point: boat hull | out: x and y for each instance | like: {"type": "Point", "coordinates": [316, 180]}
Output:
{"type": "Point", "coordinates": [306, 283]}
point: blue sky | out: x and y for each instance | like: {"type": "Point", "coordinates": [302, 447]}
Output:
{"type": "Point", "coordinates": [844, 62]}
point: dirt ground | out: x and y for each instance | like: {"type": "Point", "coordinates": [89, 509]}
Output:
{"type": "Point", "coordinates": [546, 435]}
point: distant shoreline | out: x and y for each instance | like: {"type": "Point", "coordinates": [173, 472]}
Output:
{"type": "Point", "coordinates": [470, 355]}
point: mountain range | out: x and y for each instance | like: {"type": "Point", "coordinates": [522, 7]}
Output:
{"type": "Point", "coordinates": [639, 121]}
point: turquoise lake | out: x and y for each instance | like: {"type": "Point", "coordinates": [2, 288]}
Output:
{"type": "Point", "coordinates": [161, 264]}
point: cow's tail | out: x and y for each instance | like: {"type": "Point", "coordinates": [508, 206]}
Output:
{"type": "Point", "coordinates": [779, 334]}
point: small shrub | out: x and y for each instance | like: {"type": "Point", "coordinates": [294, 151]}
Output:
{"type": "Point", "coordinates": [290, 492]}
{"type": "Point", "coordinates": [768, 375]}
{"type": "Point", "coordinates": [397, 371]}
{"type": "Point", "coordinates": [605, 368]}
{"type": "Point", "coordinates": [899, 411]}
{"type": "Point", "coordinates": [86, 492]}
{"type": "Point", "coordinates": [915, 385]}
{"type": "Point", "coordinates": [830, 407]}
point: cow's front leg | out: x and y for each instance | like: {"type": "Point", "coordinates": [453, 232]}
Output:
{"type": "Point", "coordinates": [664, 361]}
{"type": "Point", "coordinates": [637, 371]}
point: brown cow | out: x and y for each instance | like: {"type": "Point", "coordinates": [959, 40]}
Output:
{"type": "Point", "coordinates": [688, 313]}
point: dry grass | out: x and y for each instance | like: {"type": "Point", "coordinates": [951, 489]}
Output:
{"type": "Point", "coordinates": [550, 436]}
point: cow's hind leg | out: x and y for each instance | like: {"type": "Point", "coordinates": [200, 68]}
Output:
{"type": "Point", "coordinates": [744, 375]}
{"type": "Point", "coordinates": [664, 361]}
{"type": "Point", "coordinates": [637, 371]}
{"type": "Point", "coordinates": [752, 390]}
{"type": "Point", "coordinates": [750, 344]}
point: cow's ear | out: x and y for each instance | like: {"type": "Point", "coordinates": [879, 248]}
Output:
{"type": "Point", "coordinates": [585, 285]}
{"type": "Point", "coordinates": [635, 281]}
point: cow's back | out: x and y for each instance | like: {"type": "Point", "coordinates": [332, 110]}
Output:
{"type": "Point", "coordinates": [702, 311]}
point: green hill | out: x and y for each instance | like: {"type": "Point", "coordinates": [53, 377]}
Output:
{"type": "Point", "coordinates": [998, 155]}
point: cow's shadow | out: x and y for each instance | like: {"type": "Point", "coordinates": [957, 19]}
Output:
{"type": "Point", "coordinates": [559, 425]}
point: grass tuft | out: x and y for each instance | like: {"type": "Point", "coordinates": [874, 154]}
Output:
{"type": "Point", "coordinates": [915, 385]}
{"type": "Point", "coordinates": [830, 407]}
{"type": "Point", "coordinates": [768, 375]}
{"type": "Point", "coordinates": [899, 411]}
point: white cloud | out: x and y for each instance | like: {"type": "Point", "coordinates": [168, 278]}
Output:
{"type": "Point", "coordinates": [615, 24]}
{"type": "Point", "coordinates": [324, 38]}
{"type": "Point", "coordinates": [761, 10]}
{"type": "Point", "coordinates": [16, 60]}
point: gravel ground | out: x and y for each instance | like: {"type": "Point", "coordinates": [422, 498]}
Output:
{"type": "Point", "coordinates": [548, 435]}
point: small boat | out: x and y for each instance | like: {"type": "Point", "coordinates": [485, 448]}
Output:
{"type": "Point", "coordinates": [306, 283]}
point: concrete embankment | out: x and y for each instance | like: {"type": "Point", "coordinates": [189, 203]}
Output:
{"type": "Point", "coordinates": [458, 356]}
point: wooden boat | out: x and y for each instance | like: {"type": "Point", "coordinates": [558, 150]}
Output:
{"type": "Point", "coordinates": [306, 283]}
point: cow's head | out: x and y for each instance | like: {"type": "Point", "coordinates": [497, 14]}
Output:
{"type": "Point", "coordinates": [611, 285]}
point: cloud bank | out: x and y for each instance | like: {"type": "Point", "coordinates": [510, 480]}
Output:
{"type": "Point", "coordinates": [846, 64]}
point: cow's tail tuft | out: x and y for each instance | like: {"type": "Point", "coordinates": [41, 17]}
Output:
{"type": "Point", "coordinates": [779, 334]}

(GIVEN INSTRUCTION) Can you output every one of the entries above again, word for word and unchanged?

(RESPONSE TO THIS EXERCISE)
point: boat hull | out: x and y for each instance | like: {"type": "Point", "coordinates": [316, 180]}
Output:
{"type": "Point", "coordinates": [306, 283]}
point: blue sky | out: x and y for each instance | like: {"type": "Point", "coordinates": [302, 447]}
Output:
{"type": "Point", "coordinates": [844, 62]}
point: dirt ground | out: x and y for each instance | like: {"type": "Point", "coordinates": [89, 509]}
Output:
{"type": "Point", "coordinates": [546, 435]}
point: distant shoreline | out: x and y for each instance | like: {"type": "Point", "coordinates": [173, 472]}
Output:
{"type": "Point", "coordinates": [470, 355]}
point: mountain range | out: x and y for each instance | like: {"type": "Point", "coordinates": [522, 7]}
Output:
{"type": "Point", "coordinates": [639, 121]}
point: turquoise lake | out: x and y for each instance | like: {"type": "Point", "coordinates": [2, 288]}
Output:
{"type": "Point", "coordinates": [161, 264]}
point: cow's tail | out: x and y for each instance | like: {"type": "Point", "coordinates": [508, 206]}
Output:
{"type": "Point", "coordinates": [779, 334]}
point: small shrub | out: x and y for each instance | like: {"type": "Point", "coordinates": [294, 151]}
Output:
{"type": "Point", "coordinates": [290, 492]}
{"type": "Point", "coordinates": [768, 375]}
{"type": "Point", "coordinates": [397, 371]}
{"type": "Point", "coordinates": [605, 368]}
{"type": "Point", "coordinates": [899, 411]}
{"type": "Point", "coordinates": [86, 492]}
{"type": "Point", "coordinates": [915, 385]}
{"type": "Point", "coordinates": [830, 407]}
point: cow's front leg | out: x and y for each instance | like: {"type": "Point", "coordinates": [453, 232]}
Output:
{"type": "Point", "coordinates": [664, 361]}
{"type": "Point", "coordinates": [637, 371]}
point: brown cow | out: x and y for each instance | like: {"type": "Point", "coordinates": [959, 40]}
Output:
{"type": "Point", "coordinates": [688, 313]}
point: dry grass | out: x and y for each instance | like: {"type": "Point", "coordinates": [951, 489]}
Output:
{"type": "Point", "coordinates": [550, 436]}
point: cow's hind leg | out: x and y for each instance | like: {"type": "Point", "coordinates": [200, 68]}
Output:
{"type": "Point", "coordinates": [744, 375]}
{"type": "Point", "coordinates": [664, 361]}
{"type": "Point", "coordinates": [637, 371]}
{"type": "Point", "coordinates": [752, 390]}
{"type": "Point", "coordinates": [750, 344]}
point: cow's ear | out: x and y for each instance | like: {"type": "Point", "coordinates": [879, 248]}
Output:
{"type": "Point", "coordinates": [585, 285]}
{"type": "Point", "coordinates": [635, 281]}
point: cow's back | out: x and y for each instance | like: {"type": "Point", "coordinates": [332, 110]}
Output:
{"type": "Point", "coordinates": [702, 311]}
point: green hill | out: x and y for each instance | like: {"type": "Point", "coordinates": [53, 377]}
Output:
{"type": "Point", "coordinates": [998, 155]}
point: cow's shadow | out: x and y for each instance | like: {"type": "Point", "coordinates": [957, 19]}
Output:
{"type": "Point", "coordinates": [559, 425]}
point: grass tuft | out: x and y for each instance | like: {"type": "Point", "coordinates": [874, 154]}
Output:
{"type": "Point", "coordinates": [915, 385]}
{"type": "Point", "coordinates": [830, 407]}
{"type": "Point", "coordinates": [768, 375]}
{"type": "Point", "coordinates": [899, 411]}
point: white cloud | out: x and y for each instance | like: {"type": "Point", "coordinates": [168, 278]}
Output:
{"type": "Point", "coordinates": [615, 24]}
{"type": "Point", "coordinates": [324, 38]}
{"type": "Point", "coordinates": [761, 10]}
{"type": "Point", "coordinates": [16, 60]}
point: gravel ground | out: x and y for each instance | like: {"type": "Point", "coordinates": [422, 498]}
Output:
{"type": "Point", "coordinates": [548, 435]}
point: small boat | out: x and y for each instance | like: {"type": "Point", "coordinates": [485, 448]}
Output:
{"type": "Point", "coordinates": [306, 283]}
point: concrete embankment | out: x and y for each instance | like: {"type": "Point", "coordinates": [189, 203]}
Output:
{"type": "Point", "coordinates": [458, 356]}
point: wooden boat | out: x and y for each instance | like: {"type": "Point", "coordinates": [558, 150]}
Output:
{"type": "Point", "coordinates": [306, 283]}
point: cow's head | out: x and y for each instance | like: {"type": "Point", "coordinates": [497, 14]}
Output:
{"type": "Point", "coordinates": [611, 285]}
point: cloud bank | out: x and y for each instance | like: {"type": "Point", "coordinates": [510, 480]}
Output:
{"type": "Point", "coordinates": [846, 64]}
point: cow's tail tuft | out: x and y for each instance | like: {"type": "Point", "coordinates": [41, 17]}
Output:
{"type": "Point", "coordinates": [779, 334]}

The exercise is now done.